• [WRITTEN REQUEST] Extract each record and reproduce it exactly.

Source data:
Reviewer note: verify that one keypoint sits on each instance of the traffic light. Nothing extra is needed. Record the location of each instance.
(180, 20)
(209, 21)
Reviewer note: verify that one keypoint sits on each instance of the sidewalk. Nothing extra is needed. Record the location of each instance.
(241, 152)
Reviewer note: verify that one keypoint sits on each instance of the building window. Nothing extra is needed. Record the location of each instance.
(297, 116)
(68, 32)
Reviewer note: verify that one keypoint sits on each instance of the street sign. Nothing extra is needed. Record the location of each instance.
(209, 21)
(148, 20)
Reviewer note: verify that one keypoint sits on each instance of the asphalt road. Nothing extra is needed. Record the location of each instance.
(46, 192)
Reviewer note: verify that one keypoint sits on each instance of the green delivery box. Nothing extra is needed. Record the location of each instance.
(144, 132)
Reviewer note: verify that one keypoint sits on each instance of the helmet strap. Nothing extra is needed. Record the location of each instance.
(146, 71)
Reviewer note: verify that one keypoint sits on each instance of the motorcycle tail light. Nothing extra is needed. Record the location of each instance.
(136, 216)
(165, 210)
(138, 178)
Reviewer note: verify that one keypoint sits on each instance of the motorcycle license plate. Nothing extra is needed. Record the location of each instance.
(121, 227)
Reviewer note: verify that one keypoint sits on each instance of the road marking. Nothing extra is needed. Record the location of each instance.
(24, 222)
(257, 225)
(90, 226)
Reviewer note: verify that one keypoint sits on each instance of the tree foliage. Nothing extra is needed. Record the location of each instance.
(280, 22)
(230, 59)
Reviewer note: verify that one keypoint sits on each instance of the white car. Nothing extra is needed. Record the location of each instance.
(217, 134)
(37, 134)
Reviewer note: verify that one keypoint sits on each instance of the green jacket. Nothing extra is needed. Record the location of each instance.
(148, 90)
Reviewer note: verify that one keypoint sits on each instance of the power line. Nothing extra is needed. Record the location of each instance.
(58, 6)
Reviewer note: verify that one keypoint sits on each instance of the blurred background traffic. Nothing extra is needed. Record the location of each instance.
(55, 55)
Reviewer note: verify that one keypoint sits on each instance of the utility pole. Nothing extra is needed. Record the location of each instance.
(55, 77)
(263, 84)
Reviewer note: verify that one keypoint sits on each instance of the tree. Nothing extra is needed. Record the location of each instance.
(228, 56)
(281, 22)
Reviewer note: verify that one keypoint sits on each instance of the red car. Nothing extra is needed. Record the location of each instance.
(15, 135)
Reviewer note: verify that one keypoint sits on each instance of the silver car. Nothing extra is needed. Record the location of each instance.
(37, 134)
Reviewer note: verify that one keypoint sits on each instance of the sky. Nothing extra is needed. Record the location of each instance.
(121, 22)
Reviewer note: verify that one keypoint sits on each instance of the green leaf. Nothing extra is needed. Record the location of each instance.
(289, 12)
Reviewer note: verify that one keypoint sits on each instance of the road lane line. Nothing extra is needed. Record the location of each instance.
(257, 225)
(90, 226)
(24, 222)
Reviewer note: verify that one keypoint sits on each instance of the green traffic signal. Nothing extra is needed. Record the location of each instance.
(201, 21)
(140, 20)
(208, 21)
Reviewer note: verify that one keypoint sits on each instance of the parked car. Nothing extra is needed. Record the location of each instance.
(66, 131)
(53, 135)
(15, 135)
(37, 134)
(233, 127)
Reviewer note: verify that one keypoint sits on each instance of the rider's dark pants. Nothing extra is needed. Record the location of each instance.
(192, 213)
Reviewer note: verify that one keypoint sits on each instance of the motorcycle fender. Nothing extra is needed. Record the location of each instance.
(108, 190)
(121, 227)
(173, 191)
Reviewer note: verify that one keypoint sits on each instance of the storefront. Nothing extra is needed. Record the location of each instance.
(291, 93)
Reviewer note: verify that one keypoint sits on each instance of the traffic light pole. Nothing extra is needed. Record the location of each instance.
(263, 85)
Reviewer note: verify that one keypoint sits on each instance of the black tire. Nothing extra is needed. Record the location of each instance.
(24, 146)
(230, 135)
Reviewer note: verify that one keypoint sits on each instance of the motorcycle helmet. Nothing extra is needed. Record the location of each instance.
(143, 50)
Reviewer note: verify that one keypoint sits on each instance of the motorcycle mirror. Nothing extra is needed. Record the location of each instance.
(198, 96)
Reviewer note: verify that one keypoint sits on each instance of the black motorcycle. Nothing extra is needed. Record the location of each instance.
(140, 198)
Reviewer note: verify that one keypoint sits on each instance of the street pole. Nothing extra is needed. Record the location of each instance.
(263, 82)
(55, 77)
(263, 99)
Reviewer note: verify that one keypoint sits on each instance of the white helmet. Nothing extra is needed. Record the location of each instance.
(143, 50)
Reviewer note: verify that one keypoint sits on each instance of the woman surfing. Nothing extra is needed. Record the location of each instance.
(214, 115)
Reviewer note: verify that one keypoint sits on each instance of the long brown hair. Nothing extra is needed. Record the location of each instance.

• [FINAL ANSWER]
Reviewer note: verify that one keypoint sits on each instance of the traffic light. Nothing extra is needed. Record the location of each instance.
(180, 20)
(209, 21)
Reviewer note: verify that one keypoint sits on each instance of the sidewalk. Nothing extra is needed. Record the location of each instance.
(241, 152)
Reviewer note: verify that one keypoint sits on each instance of the building window. Nothing extra is needed. Record the location of each instance.
(297, 116)
(68, 32)
Reviewer note: verify that one keypoint sits on each instance of the street sign. Nothing extra is needed. Record the location of each instance.
(209, 21)
(148, 20)
Reviewer note: verify that one keypoint sits on each instance of the asphalt road. Nothing extra is needed. Record the location of each instance.
(46, 192)
Reviewer note: verify that one keypoint sits on each instance of the green delivery box. Nothing extra is needed. Record the location of each instance.
(144, 132)
Reviewer note: verify that one keypoint sits on each instance of the helmet strap. Nothing extra is needed. Record the location of each instance.
(146, 71)
Reviewer note: verify that one keypoint sits on each instance of the motorcycle tail light. Nothing extra is needed. Record the location of each instance.
(136, 216)
(165, 210)
(138, 178)
Reviewer note: verify that one keypoint sits on each instance of the motorcycle license plate. Nothing extra is needed. Record the location of each instance.
(121, 227)
Reviewer note: verify that one keypoint sits on each instance of the road marking. Nothing extra is needed. Record the location of each instance.
(24, 222)
(257, 225)
(90, 226)
Reviewer note: verify that one keypoint sits on each instance of the tree foliage. Nothing extra is needed. Record the location of each instance.
(280, 22)
(230, 59)
Reviewer note: verify that one keypoint sits on each instance of the white car. Nothing extra is needed. Record the location of each instance.
(217, 134)
(37, 134)
Reviewer note: verify that one keypoint sits on each instance of the green jacket. Nothing extra is needed. Record the location of each instance.
(148, 90)
Reviewer note: verify that one keypoint sits on each instance of the power line. Nothing extra is needed. Record the location of each instance.
(58, 6)
Reviewer note: verify that one keypoint sits on each instance of the blurred background traffic. Nothing extra is needed. Record the location of each instance.
(55, 55)
Reviewer note: verify that one keypoint sits on each instance of the utility pole. Nothing extra is needed. Record the location of each instance.
(55, 77)
(263, 84)
Reviewer note: verify that one keypoint sits on each instance of the tree. Nothing extra is needed. Record the location of each instance.
(228, 56)
(281, 22)
Reviewer note: verify that one keypoint sits on each instance of the red car. Nothing extra is needed. Record the location of each instance.
(15, 135)
Reviewer note: verify that one keypoint sits on each instance of the silver car. Nothing extra is needed. Record the location of each instance.
(37, 134)
Reviewer note: verify that one keypoint sits on each instance of the sky. Nothing extra is needed. Record the location of each instance.
(121, 22)
Reviewer note: verify that one keypoint sits on each instance of the green leaf. Nothing extra is needed. Record the location of each instance.
(289, 12)
Reviewer note: verify that one keypoint sits on each instance of the road lane line. Nothing extra is needed. Record the location of each instance.
(257, 225)
(90, 226)
(24, 222)
Reviewer note: verify that one keypoint sits on each instance of the green traffic signal. Nothing extra is needed. Record the location of each instance.
(201, 21)
(140, 20)
(208, 21)
Reviewer note: verify that one keypoint sits on each instance of the parked car. Nothing extra is needed. Record the location of each instance.
(66, 131)
(53, 135)
(15, 135)
(37, 134)
(233, 127)
Reviewer note: verify that one keypoint sits on each instance of the rider's dark pants. Nothing extra is needed. Record the location of each instance.
(192, 213)
Reviewer note: verify that one keypoint sits on each instance of the motorcycle fender. Nothing extra is needed. Record the location of each instance.
(108, 190)
(121, 227)
(173, 191)
Reviewer note: verify that one keypoint sits on each instance of the storefront. Nothing extra is needed. Record the location of each instance.
(291, 93)
Reviewer note: verify that one keypoint sits on each instance of the traffic light pole. Nothing extra is needed. Record the location of each instance.
(263, 85)
Reviewer note: verify that one keypoint sits on each instance of the black tire. Nothing extra is needed. Record the location of each instance.
(24, 146)
(230, 135)
Reviewer note: verify that one keypoint sits on each instance of the motorcycle helmet. Nothing extra is needed. Record the location of each instance.
(143, 50)
Reviewer note: verify that one keypoint sits on each instance of the motorcycle mirror. Nothing extra is needed. Record the location of each instance.
(198, 96)
Reviewer note: verify that one keypoint sits on each instance of the black motorcycle. Nothing extra is needed. Record the location of each instance.
(140, 198)
Reviewer note: verify that one keypoint sits on each instance of the street pole. Nothing extra is needed. Record the location of each instance.
(263, 82)
(55, 77)
(263, 99)
Reviewer note: verify that one keypoint sits on each instance of the white helmet. Nothing extra is needed. Record the location of each instance.
(143, 50)
Reviewer note: verify that one keypoint sits on each instance of the woman surfing. Nothing extra is needed. Record the location of each instance.
(214, 115)
Reviewer note: verify that one keypoint sits on each instance of the long brown hair. Nothing extra is needed. Record the location of each instance.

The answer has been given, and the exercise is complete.